指示 ▸
(a) 古今集の恋歌を紹介する文章で、平安時代の暖房らしきものとして挙げられているのは何ですか?
(b) 古今集の恋歌を紹介する文章を、最後の文のあとから書き継いでください。

本文抜粋 ▸
__________________________________________________
まあお訳古今集 恋はいちごを添えて参拾
皆様、ごきげんいかがでしょうか! 毎度おなじみ自称作家の あまおう まあお です!
一応元気よくはじめてみましたが、こちらは絶賛寒いです……朝晩とか部屋が冷蔵庫で冷蔵庫がなんとなくあたたかい始末です。私は冷凍マグロではありませんよ~ToTノ
というわけですが(?)、当然平安時代には冷蔵庫も石油ストーブもなかったわけで。
家の作りやうは、夏をむねとすべし。冬は、いかなる所にも住まる(キリッ)。
なんて言った人もいましたが、これ絶対夏に書いたろ。冬は雪の降る中、暖房らしきものは「火桶(炭を入れる)」程度しかない寝殿造りの広いお屋敷……うっ、想像してたら凍えてきました……とっとと歌やりましょう、歌!
恋歌五 紀有常女
天雲のよそにも人のなりゆくか さすがに目には見ゆるものから
雲は流れていってしまうもの。いっそのこと見えなければ心も落ち着くでしょうが、すぐそこにいるのですもの。#いちご訳
伊勢十九段とは若干話が違うんですが、どうもこれ、我らが業平様の奥様が激おこみたいですよ!? どうする業平!
とはいえ、相手はあの業平様ですよ。浮気すんなっつう方が無理でしょうよ。こうしてうまいお歌を送って釘をさすくらいしかできませんねえ。
#そもそも結婚しなきゃいい #それも愛の形です
恋歌五 在原業平
ゆきかへりそらにのみしてふる事は わがゐる山の風はやみなり
いったり来たりぼんやりしている雲にも事情があるかもよ。風当たりがやたらと強いとかさ。#いちご訳
完全に開き直ったー! まあでも謝って来るよりなんとかなくかわいげがある気もします。ただの夫婦喧嘩のようですね。
伊勢物語では「いや女も浮気してんじゃね」とか言ってますが、こればっかりはもう分かりませんねえ。なんだかんだ、お似合いに見えてきました!
#犬も食わない #しかしこの男 ;^ ^
恋歌五 景式王
唐衣なれば身にこそまつはれめ かけてのみやは恋ひんと思ひし
着慣れると衣の方が僕の身体に合ってゆく。着ずにかけておいただけの衣がこうも心にかかるとは、思いもよらなかったよ…… #いちご訳
あら素敵。縁がなくて結ばれなかったけれどおそばにいた女の方なのですかね。
唐衣きつつなれにし……の歌もそうですが、どうも新品だと着づらい服のようですね。材質は様々のようですが糊でコーティングという記載がありました。そのせいなのか?
#おしゃれって不思議 #着づらそうじゃん
恋歌五 紀友則
秋風は身をわけてしも吹かなくに 人の心そらになるらむ
秋風は一人に向かって吹くんだよ。なのにどうして君の心、ふたつに分かれて今や上の空なんだろう。#いちご訳
#tomonori さん、久しぶりに来たのにめっちゃフラれとる……。
身を分けて吹く、が分かりづらいんですが、私はこれ二股掛けられた歌だと思うんですよ。後半とのつながりからしても。
__________________________________________________
提供情報 ▸
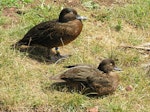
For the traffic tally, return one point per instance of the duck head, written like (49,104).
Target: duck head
(69,14)
(108,65)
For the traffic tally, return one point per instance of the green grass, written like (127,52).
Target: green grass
(25,83)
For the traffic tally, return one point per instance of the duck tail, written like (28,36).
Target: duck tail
(56,78)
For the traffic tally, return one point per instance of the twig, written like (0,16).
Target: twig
(137,47)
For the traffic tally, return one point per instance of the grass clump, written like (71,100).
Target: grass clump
(25,83)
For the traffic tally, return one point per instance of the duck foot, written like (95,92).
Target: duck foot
(60,58)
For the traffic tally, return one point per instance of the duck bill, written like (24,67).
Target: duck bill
(81,17)
(117,69)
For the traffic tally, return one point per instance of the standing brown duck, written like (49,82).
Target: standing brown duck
(101,80)
(55,33)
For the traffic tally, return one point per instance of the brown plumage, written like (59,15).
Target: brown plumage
(55,33)
(100,80)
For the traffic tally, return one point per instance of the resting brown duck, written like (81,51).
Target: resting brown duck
(55,33)
(101,80)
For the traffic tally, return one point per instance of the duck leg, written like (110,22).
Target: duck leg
(57,52)
(49,53)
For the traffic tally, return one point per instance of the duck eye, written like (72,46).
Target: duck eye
(71,13)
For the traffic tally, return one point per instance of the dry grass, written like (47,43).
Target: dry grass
(24,80)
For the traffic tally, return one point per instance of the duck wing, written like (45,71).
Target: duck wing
(79,74)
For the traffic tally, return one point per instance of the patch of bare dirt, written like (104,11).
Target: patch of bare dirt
(10,13)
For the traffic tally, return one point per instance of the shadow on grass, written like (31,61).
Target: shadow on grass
(73,88)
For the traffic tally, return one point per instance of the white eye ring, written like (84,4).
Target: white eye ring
(110,64)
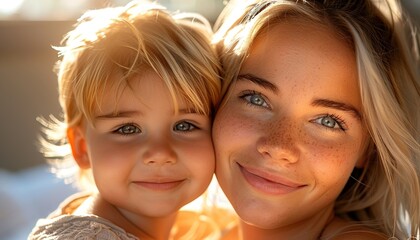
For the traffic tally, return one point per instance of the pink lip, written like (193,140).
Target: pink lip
__________________________________________________
解答 ▸
(a) 炭を入れる「火桶」です。

(b)
いや人として、二股とかしちゃだめですよ?(目をそらしながら)
#二股してませんからね
恋歌五 源宗于
つれもなくなり行く人の言の葉ぞ 秋よりさきのもみぢなりける
あなたの言の葉。つれなくなるなあと思ったらもう秋なんですね。ああ紅葉のように変わってしまうよ。#いちご訳
ちょいと嫌味っぽいが、うまいですね。恋歌三の「あはずして今宵明けなば春の日の長くや人をつらしと思はむ」と同じ歌人。
父は親王なんですが、天皇とはちょっと離れているので王位継承権とかは関係ないのかな?
#この方割とすきです
恋歌五 兵衛
死出の山ふもとを見てぞ帰りにし つらき人よりまづこえじとて
死の淵から這い上がってきたのよ? 見舞にも来なかった誰かさんより先に逝くわけないじゃないの #いちご訳
詞書によりますと、どうも「仲のいい人が」体調がよくなってようやく見舞に来たので一首、とありました。ワロタ。
どん兵衛みたいなお名前ですが女性です。藤原忠房の妻と言われているので、この薄情者はもしかしますと……ww
病気治ってよかったですね。現代でも色んな病気があるのでくわばら!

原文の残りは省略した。